**Supplied entries**
<<<<
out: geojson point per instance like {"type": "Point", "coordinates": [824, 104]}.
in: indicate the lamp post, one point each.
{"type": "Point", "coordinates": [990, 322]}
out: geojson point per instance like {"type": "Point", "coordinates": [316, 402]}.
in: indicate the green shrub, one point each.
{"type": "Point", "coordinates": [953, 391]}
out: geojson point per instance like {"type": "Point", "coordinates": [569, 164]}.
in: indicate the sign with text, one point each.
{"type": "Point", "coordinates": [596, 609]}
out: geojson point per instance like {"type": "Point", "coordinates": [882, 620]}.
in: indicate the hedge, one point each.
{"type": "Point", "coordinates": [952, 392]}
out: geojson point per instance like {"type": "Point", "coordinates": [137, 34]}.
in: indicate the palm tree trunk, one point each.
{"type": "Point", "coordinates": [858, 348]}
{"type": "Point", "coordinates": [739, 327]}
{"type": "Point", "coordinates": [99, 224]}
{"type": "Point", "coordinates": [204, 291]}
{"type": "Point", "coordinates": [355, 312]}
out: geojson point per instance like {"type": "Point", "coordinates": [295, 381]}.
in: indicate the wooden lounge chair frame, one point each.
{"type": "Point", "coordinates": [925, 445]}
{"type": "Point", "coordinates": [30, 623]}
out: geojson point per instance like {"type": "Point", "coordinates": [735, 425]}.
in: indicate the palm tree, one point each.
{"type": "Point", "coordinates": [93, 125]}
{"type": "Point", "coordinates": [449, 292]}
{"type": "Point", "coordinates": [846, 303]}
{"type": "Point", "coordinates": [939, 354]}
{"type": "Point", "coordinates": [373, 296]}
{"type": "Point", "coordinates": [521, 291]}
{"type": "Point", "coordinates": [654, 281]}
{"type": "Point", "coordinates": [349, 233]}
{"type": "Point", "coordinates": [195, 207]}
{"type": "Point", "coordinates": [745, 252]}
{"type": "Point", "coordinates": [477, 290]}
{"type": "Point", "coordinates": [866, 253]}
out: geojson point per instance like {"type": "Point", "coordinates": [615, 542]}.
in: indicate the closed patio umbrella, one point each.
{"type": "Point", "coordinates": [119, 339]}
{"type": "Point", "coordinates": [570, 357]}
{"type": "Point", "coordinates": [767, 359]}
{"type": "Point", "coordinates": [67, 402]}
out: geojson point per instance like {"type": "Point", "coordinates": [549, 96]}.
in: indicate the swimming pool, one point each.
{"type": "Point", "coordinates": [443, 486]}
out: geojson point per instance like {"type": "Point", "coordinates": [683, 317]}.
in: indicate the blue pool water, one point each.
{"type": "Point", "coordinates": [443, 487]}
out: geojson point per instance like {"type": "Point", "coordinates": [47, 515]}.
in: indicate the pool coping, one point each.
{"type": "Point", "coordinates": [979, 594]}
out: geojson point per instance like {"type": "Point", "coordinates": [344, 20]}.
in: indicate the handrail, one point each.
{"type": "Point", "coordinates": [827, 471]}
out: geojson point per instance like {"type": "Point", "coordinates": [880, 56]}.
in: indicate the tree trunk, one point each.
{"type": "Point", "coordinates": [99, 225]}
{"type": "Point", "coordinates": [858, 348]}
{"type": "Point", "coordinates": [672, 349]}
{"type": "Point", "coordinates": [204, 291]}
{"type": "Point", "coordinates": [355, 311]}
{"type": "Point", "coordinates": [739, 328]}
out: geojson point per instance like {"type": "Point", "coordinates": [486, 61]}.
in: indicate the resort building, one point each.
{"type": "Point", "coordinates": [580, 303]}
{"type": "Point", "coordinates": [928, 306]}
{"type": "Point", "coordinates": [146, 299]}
>>>>
Without omitting anything, output the entries exactly.

out: geojson point per instance like {"type": "Point", "coordinates": [824, 104]}.
in: indicate the lamp post, one point each.
{"type": "Point", "coordinates": [990, 322]}
out: geojson point per instance like {"type": "Point", "coordinates": [316, 402]}.
in: indicate the green shrub, one point each.
{"type": "Point", "coordinates": [953, 391]}
out: geojson point per instance like {"type": "Point", "coordinates": [569, 164]}.
in: indicate the sign with text, one point each.
{"type": "Point", "coordinates": [596, 609]}
out: geojson point per instance like {"type": "Point", "coordinates": [882, 620]}.
in: indicate the hedge, one point each.
{"type": "Point", "coordinates": [952, 392]}
out: geojson point per instance like {"type": "Point", "coordinates": [137, 34]}.
in: indicate the palm tree trunk, one point each.
{"type": "Point", "coordinates": [858, 348]}
{"type": "Point", "coordinates": [739, 327]}
{"type": "Point", "coordinates": [99, 224]}
{"type": "Point", "coordinates": [204, 291]}
{"type": "Point", "coordinates": [355, 312]}
out: geojson point per instance like {"type": "Point", "coordinates": [295, 381]}.
in: indicate the wooden lounge chair frame, one point each.
{"type": "Point", "coordinates": [925, 445]}
{"type": "Point", "coordinates": [30, 623]}
out: geojson point per instance like {"type": "Point", "coordinates": [735, 425]}.
in: indicate the palm tree, one point each.
{"type": "Point", "coordinates": [93, 125]}
{"type": "Point", "coordinates": [449, 292]}
{"type": "Point", "coordinates": [846, 303]}
{"type": "Point", "coordinates": [939, 354]}
{"type": "Point", "coordinates": [373, 296]}
{"type": "Point", "coordinates": [521, 291]}
{"type": "Point", "coordinates": [654, 281]}
{"type": "Point", "coordinates": [349, 233]}
{"type": "Point", "coordinates": [195, 207]}
{"type": "Point", "coordinates": [745, 252]}
{"type": "Point", "coordinates": [477, 290]}
{"type": "Point", "coordinates": [866, 253]}
out: geojson point per instance like {"type": "Point", "coordinates": [615, 542]}.
in: indicate the closed patio umbrella, one point each.
{"type": "Point", "coordinates": [119, 339]}
{"type": "Point", "coordinates": [570, 357]}
{"type": "Point", "coordinates": [767, 359]}
{"type": "Point", "coordinates": [67, 402]}
out: geojson point per instance like {"type": "Point", "coordinates": [549, 96]}.
in: indicate the swimming pool, one point each.
{"type": "Point", "coordinates": [443, 486]}
out: geojson point per instance like {"type": "Point", "coordinates": [683, 317]}.
in: indicate the blue pool water, one point each.
{"type": "Point", "coordinates": [443, 487]}
out: geojson point per instance like {"type": "Point", "coordinates": [47, 515]}.
in: indicate the pool coping, one point each.
{"type": "Point", "coordinates": [979, 594]}
out: geojson point per instance like {"type": "Point", "coordinates": [344, 20]}.
in: indicate the handrail, one point each.
{"type": "Point", "coordinates": [827, 471]}
out: geojson point per instance like {"type": "Point", "coordinates": [880, 56]}.
in: indicate the tree trunk, one point each.
{"type": "Point", "coordinates": [99, 225]}
{"type": "Point", "coordinates": [858, 348]}
{"type": "Point", "coordinates": [672, 349]}
{"type": "Point", "coordinates": [204, 291]}
{"type": "Point", "coordinates": [355, 311]}
{"type": "Point", "coordinates": [739, 328]}
out: geojson point per instance like {"type": "Point", "coordinates": [486, 61]}.
in: indicate the resort building, one point each.
{"type": "Point", "coordinates": [580, 303]}
{"type": "Point", "coordinates": [928, 306]}
{"type": "Point", "coordinates": [146, 299]}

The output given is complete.